§ WHAT IS REQUIRED: Please rewrite the lines of the data below, starting at the line that contains "Question: Outline the white" and continuing to the end of the data, and change "hillside" to "slope" while leaving everything else the same.

Begin RECORDS FOR THIS TASK

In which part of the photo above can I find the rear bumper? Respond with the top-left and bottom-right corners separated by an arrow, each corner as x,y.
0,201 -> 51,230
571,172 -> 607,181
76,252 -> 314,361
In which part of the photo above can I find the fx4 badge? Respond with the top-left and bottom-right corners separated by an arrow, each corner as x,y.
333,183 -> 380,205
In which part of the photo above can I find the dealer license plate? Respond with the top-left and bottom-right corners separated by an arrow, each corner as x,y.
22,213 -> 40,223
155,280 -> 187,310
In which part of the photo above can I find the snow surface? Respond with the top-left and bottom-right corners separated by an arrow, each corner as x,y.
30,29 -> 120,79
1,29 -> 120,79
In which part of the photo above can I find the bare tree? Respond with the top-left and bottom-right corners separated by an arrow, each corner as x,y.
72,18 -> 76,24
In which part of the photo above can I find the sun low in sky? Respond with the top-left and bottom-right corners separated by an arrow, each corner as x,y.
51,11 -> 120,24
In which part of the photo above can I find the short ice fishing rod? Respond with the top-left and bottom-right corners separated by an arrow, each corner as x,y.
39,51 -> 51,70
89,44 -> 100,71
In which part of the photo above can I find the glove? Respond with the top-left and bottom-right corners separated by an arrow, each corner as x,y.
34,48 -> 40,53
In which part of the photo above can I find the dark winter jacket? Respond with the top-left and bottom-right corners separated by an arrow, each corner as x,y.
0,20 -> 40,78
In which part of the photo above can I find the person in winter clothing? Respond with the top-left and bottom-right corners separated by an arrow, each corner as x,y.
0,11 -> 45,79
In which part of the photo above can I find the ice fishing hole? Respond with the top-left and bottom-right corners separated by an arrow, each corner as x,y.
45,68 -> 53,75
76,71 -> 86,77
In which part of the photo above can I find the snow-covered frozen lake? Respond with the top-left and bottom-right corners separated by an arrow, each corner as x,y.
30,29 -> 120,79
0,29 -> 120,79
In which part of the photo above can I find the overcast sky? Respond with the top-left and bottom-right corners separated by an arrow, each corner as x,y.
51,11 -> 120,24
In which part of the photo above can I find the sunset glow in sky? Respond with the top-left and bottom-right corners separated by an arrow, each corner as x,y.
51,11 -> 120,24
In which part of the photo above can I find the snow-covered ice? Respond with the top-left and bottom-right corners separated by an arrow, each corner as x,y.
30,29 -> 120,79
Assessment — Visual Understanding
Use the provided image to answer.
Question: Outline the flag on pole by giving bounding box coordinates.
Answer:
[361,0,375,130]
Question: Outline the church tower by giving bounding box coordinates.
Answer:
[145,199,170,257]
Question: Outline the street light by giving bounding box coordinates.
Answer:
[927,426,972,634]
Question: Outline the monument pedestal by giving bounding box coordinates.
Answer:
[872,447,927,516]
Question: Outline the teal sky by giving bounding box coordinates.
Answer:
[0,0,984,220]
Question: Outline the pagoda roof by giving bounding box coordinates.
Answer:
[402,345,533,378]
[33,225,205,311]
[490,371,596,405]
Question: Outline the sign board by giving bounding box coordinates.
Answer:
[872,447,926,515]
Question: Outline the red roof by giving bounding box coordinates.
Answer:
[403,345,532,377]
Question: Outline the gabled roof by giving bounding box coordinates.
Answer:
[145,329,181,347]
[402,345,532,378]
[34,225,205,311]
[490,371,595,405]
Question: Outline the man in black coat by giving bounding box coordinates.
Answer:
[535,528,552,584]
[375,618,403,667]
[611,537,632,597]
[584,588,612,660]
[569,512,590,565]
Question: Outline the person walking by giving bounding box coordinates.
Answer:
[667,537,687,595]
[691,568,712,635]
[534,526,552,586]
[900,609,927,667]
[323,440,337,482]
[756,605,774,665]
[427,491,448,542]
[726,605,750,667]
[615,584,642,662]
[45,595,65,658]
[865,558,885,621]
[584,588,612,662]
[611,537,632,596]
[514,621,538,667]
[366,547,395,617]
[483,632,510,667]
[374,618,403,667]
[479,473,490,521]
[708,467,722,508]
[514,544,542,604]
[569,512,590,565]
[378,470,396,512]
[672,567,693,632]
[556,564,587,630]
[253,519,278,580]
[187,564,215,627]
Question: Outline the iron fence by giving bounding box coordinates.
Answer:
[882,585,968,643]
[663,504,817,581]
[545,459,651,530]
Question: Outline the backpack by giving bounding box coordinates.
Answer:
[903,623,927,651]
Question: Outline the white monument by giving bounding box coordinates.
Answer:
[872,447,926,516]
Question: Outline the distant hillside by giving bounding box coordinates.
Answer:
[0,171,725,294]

End RECORDS FOR THIS TASK

§ EXPECTED OUTPUT:
Question: Outline the white monument by giving bounding box coordinates.
Answer:
[872,447,926,516]
Question: Outline the distant slope by giving bounding box coordinates.
Answer:
[0,171,725,294]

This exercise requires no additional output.